▶ Exercise objective
Can you arrange the entries from the line with "As documented, this system finds the blurred" up to and including the line with "left=133, top=146, right=144, bottom=179" as a two-column CSV with the headers "prompt" and "box"? Use one row per request, put each field in quotes, and replace any line breaks with spaces.
── Records provided
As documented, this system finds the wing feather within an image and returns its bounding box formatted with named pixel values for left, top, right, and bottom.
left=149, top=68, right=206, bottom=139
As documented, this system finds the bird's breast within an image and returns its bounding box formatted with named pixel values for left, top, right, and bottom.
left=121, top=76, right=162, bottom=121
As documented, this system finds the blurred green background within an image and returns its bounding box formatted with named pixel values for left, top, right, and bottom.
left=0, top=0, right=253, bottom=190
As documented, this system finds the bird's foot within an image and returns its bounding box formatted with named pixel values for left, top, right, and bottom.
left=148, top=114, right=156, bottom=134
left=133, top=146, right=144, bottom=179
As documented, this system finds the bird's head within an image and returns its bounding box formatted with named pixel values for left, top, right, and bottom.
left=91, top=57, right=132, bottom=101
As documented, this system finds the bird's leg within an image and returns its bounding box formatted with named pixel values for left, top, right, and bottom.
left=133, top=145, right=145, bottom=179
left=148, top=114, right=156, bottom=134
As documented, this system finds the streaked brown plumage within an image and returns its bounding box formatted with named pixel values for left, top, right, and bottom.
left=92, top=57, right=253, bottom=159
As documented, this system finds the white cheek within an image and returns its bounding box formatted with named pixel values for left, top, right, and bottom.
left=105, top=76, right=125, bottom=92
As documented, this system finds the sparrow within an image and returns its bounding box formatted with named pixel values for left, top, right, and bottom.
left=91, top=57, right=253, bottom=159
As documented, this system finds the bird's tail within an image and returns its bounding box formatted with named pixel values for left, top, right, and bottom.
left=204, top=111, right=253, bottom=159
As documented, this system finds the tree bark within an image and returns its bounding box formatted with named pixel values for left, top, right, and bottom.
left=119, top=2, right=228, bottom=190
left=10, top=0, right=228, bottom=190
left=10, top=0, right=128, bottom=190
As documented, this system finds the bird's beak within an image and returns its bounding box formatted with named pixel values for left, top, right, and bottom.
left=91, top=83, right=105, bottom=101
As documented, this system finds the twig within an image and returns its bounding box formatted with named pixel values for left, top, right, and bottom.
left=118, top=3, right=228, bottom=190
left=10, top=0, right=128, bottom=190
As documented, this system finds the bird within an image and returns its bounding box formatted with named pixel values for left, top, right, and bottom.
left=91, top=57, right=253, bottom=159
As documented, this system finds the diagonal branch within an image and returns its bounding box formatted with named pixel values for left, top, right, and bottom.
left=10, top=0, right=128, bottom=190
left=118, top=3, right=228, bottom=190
────
── Records provided
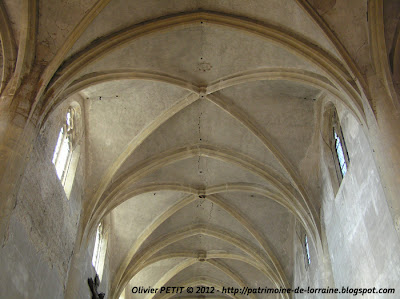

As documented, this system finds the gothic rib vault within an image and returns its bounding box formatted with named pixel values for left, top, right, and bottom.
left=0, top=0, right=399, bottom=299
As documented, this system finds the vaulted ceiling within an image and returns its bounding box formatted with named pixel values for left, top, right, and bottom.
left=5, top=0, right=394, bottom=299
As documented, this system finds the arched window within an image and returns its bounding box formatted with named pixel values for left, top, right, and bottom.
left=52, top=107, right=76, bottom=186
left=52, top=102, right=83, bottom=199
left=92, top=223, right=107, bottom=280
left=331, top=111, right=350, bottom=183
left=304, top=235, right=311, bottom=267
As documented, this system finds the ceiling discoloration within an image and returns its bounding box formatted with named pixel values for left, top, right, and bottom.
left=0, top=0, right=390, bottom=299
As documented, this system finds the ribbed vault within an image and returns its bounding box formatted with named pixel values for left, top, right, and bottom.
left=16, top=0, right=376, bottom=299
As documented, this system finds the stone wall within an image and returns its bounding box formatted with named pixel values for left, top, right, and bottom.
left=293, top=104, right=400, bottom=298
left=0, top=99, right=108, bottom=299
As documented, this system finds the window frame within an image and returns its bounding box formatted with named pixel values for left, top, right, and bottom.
────
▶ Solution to this task
prompt,box
"As documented, this system finds the blurred green background within an image and returns its bounding box formatted with named pixel values for left, top, right, and bottom.","left=0, top=0, right=253, bottom=190"
"As documented, this system finds the bird's foot within an image and returns its bounding box formatted with named pixel values for left, top, right, and bottom.","left=148, top=114, right=156, bottom=134 left=133, top=146, right=144, bottom=179"